Go through the data and copy each line where the string "below" appears.
(DATA FOR PROCESSING begins)
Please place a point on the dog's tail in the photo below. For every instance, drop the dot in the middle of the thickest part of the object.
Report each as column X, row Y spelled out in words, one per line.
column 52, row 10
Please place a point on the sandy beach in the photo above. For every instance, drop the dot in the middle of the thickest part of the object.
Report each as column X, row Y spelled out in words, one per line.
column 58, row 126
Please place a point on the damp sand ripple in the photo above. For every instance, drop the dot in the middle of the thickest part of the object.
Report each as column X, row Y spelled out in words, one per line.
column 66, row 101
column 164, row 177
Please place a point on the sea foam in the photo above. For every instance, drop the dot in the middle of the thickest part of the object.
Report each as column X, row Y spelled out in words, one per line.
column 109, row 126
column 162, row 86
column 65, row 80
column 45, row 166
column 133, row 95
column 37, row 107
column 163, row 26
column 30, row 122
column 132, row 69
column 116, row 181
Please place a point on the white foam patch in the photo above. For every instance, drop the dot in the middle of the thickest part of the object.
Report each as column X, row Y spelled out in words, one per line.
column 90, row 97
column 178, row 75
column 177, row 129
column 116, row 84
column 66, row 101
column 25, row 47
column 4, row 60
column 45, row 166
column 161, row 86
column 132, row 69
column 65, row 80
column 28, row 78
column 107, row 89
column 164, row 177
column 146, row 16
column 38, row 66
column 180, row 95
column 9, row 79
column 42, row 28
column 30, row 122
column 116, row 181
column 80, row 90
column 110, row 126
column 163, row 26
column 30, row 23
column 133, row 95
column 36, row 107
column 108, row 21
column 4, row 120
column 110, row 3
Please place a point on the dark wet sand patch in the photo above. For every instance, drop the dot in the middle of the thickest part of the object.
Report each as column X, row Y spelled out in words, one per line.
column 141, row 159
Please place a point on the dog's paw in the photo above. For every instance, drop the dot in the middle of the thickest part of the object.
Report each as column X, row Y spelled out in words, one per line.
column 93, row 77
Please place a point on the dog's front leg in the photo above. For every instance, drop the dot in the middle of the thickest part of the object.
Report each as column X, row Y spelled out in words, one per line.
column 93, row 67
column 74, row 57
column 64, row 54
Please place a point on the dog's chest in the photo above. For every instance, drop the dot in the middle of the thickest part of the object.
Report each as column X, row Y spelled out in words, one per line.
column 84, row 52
(DATA FOR PROCESSING ends)
(DATA FOR PROCESSING begins)
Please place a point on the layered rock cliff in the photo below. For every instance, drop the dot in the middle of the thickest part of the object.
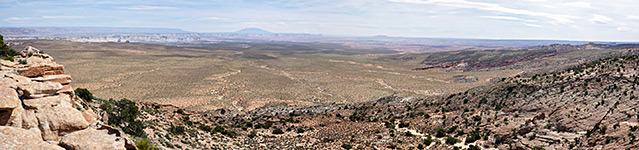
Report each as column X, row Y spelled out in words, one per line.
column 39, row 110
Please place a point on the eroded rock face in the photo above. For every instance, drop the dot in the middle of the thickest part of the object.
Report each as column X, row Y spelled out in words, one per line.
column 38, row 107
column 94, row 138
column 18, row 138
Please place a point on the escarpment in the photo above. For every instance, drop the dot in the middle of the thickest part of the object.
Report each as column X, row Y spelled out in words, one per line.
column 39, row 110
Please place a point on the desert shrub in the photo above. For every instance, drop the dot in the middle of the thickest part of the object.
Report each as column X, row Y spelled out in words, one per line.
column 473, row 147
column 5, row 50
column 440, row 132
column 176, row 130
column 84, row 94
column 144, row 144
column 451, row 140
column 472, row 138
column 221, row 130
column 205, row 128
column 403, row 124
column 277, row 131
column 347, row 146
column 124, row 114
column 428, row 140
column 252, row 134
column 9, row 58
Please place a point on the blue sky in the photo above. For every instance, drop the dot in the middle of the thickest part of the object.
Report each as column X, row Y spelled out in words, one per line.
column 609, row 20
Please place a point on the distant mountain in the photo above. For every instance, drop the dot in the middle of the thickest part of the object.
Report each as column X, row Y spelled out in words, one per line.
(DATA FOR PROCESSING ends)
_TASK OUTPUT_
Please place a point on the dog's tail in the photo below. For every instance, drop the dot in the middle of the thickest part of the object.
Please place a point on the layered rock cliff in the photo below. For every instance, drop the dot in the middle of the thickest part of the object.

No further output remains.